*WHAT NEEDS TO BE DONE:*
In the listing below, switch every "keypoint" to "marker" and reproduce all of it with nothing else altered.

*DATA PROVIDED:*
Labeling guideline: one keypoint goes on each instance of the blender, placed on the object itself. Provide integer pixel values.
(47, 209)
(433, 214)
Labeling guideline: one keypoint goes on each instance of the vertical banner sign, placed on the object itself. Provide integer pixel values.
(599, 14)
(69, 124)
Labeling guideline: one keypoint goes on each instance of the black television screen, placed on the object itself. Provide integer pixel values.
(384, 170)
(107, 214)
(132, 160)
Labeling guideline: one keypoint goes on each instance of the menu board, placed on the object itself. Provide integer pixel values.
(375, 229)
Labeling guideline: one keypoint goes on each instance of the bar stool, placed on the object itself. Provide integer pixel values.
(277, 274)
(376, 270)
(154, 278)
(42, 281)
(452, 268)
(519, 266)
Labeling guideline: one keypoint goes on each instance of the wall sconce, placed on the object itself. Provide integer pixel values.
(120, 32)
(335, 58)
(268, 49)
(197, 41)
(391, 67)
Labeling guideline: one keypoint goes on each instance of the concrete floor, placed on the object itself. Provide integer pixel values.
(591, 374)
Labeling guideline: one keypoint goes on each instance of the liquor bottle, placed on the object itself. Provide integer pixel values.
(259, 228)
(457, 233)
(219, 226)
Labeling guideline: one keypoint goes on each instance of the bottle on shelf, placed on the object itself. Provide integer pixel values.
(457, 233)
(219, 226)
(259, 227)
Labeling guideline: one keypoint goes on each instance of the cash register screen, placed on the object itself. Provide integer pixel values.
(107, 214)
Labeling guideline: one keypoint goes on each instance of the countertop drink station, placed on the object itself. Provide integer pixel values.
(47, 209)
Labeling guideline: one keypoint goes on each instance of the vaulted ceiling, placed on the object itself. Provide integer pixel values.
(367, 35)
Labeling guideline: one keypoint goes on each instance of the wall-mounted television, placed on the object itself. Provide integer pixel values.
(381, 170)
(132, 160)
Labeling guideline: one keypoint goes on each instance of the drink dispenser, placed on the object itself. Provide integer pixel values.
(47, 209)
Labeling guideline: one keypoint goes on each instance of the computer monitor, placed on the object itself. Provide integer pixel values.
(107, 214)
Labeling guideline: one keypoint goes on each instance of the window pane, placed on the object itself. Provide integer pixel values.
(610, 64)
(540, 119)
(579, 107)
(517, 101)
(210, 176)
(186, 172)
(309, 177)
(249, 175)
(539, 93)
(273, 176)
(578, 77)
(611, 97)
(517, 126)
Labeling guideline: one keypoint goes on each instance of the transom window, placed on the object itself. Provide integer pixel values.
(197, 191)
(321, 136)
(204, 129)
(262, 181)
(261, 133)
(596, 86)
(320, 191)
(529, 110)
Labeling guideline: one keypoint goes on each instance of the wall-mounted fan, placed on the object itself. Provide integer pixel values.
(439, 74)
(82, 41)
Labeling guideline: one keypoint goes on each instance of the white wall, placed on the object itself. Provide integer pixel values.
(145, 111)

*EXERCISE ANSWER:*
Labeling guideline: one marker goes on each instance of the blender, placed on the object itself. Provide integer pixel values.
(47, 209)
(433, 214)
Labeling guideline: one marker goes on each instance of the vertical banner sign, placed on the object itself. Provide integer pixel values.
(599, 14)
(69, 124)
Labeling guideline: one marker goes on each instance of the black television screen, placed on the object itself. Provide integer pixel values.
(384, 170)
(107, 214)
(132, 160)
Labeling guideline: one marker goes on each instance of the menu board, placed on the object itself. Provide integer pixel values.
(375, 229)
Labeling guideline: one marker goes on each instance of the bar stool, placed on the object itself. Provide integer pixel values.
(277, 274)
(376, 270)
(154, 278)
(42, 281)
(452, 268)
(519, 266)
Labeling guideline: one marker goes on each instance of the wall sconce, placed on the object itself. Provide integer pixel values.
(120, 32)
(335, 58)
(268, 49)
(197, 41)
(391, 67)
Labeling guideline: one marker goes on each instance of the concrete floor, placed on the object itself. Provide integer pixel values.
(591, 374)
Labeling guideline: one marker goes on each instance of the liquor bottle, placed on the object itself. Provide integer pixel values.
(259, 228)
(457, 233)
(219, 226)
Labeling guideline: one marker goes on each instance of the bottle on shelf, placed on the object itself. Provide integer pixel values.
(457, 233)
(219, 226)
(259, 227)
Labeling guideline: one marker goes on each instance of the cash register screen, placed on the object itself. Provide integer pixel values.
(107, 214)
Labeling guideline: one marker goes on each instance of the countertop drink station, placed on the object itself. Provide integer pixel values.
(47, 209)
Labeling guideline: one marker goes on each instance of the vaulted ceiling, placed on the object itself. Provide integer pixel values.
(367, 35)
Labeling guideline: one marker goes on each instance of the wall-mounted television, placed on the object itself. Provide integer pixel values.
(381, 170)
(132, 160)
Labeling guideline: one marker goes on each instance of the drink dispenser, placed on the object itself. Provide integer pixel values.
(47, 209)
Labeling guideline: one marker goes on each instance of the computer monitor, placed on the object itself. Provide integer pixel values.
(107, 214)
Labeling guideline: one marker goes on each instance of the window pane, placed on the object itself. Provide integer pixel values.
(610, 64)
(540, 119)
(579, 107)
(517, 101)
(210, 176)
(186, 172)
(309, 177)
(249, 175)
(539, 93)
(273, 176)
(578, 77)
(611, 97)
(517, 126)
Labeling guideline: one marker goes on each instance of the transom window, placed on the object itself. Provide integer pixel values.
(197, 191)
(321, 136)
(204, 129)
(262, 181)
(261, 133)
(596, 86)
(320, 191)
(529, 110)
Labeling guideline: one marker goes on each instance of the wall-mounted fan, placed on the object itself. Provide integer pixel values.
(439, 74)
(82, 41)
Labeling guideline: one marker goes on each instance of the white wall, placed on the object itself. Provide integer pixel values.
(145, 111)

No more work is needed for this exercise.